■ **EXERCISE SET**
1. The Source passage calls Head On the first album with Bruce Dickinson on vocals, yet it also mentions re-issues of the band's debut with his vocals. In one to three sentences, explain how the passage reconciles these two points.
2. Extend the article on the Samson album Head On, beginning after its final sentence.

──────── SOURCE PASSAGE ────────

- Cover photo by Simon Fowler

Studio album by Samson
- Released: 11 July 1980
- Recorded: April–May 1980
- Studios: Kingsway Recorders, London
- Genres: Hard rock, heavy metal
- Length: 39:47
- Label: GEM/RCA
- Producer: Samson

Samson chronology
| Survivors (1979) | Head On (1980) | Shock Tactics (1981) |

= Head On (Samson album) =

Head On is the second studio album by British hard rock band Samson, released in 1980. The cover art features the band's masked drummer, Thunderstick. This is the first album with future Iron Maiden-frontman Bruce Dickinson on vocal duties, although some later re-issues of the debut do feature alternative bonus versions of songs, re-done with Dickinson vocals.

──────── MATERIAL SUPPLIED ────────

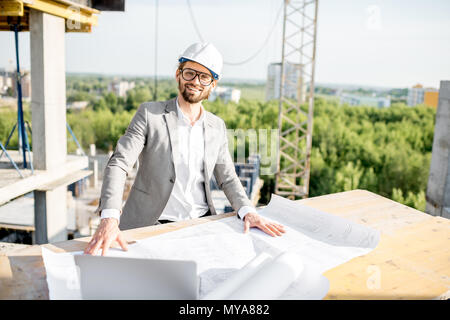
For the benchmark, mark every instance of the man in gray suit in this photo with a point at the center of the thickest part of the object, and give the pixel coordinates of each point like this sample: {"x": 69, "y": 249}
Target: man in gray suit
{"x": 180, "y": 146}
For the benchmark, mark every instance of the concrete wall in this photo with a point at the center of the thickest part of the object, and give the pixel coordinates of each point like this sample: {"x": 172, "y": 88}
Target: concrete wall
{"x": 438, "y": 189}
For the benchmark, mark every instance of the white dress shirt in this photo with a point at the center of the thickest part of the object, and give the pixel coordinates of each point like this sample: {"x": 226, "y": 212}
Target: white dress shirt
{"x": 188, "y": 197}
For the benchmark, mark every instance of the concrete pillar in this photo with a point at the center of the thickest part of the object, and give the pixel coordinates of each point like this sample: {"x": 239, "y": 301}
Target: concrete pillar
{"x": 48, "y": 106}
{"x": 438, "y": 189}
{"x": 93, "y": 178}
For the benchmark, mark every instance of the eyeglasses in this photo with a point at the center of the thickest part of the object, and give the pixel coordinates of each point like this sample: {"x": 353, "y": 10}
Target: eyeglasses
{"x": 190, "y": 74}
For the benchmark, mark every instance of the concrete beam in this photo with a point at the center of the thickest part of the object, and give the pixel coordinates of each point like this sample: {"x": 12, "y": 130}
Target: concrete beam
{"x": 438, "y": 189}
{"x": 48, "y": 104}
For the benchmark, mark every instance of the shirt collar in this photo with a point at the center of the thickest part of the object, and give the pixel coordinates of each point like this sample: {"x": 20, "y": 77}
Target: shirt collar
{"x": 182, "y": 116}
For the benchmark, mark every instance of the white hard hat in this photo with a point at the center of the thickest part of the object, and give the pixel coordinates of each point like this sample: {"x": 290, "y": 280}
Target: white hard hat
{"x": 205, "y": 54}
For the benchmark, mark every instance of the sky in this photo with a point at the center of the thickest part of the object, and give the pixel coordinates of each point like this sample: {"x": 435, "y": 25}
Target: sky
{"x": 384, "y": 43}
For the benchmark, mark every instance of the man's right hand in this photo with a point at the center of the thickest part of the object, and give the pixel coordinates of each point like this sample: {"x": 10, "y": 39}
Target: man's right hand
{"x": 107, "y": 232}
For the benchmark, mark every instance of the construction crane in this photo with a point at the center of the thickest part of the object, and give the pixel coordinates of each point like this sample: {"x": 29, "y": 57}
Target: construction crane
{"x": 296, "y": 99}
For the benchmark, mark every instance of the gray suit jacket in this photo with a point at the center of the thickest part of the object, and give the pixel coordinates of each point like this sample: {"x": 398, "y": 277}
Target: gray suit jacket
{"x": 152, "y": 136}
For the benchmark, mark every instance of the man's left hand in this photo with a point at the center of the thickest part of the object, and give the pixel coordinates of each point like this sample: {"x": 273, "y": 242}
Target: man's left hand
{"x": 252, "y": 219}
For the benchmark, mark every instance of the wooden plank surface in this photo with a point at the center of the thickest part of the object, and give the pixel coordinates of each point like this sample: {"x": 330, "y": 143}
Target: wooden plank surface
{"x": 412, "y": 260}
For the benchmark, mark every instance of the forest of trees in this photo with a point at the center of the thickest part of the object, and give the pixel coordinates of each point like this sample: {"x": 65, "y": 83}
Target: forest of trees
{"x": 386, "y": 151}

────────

■ **ANSWERS FOR THE TASKS**
1. The Dickinson vocals on the debut appear only on some later re-issues, as alternative bonus versions of songs that were re-done with him singing. Head On therefore remains the first album on which he handled the vocal duties.

2.
The instrumental "Thunderburst" is credited as co-written by Steve Harris. The track is in fact a version of "The Ides of March", an early Iron Maiden song written during the brief time in 1977 in which Thunderstick was in Iron Maiden. Iron Maiden released their own version on the Iron Maiden album Killers the next year, though Steve Harris credited the song solely to himself, annoying the members of Samson.

A jazz-style spoof version of "Vice Versa", titled "Egg Timer" and credited to Cosmo Toons and the Split Knee Loons, appears on the For Gillan Fans Only album, given away for free with the first 15,000 copies of Gillan's Glory Road, released in 1980.

Professional ratings
Review scores
| Source | Rating |
| AllMusic | Star Half star |
| Collector's Guide to Heavy Metal | 6/10 |

==Track listing==
All tracks by Bruce Dickinson, Paul Samson, Chris Aylmer and Thunderstick except "Thunderburst" by Dickinson, Samson, Aylmer, Thunderstick and Steve Harris.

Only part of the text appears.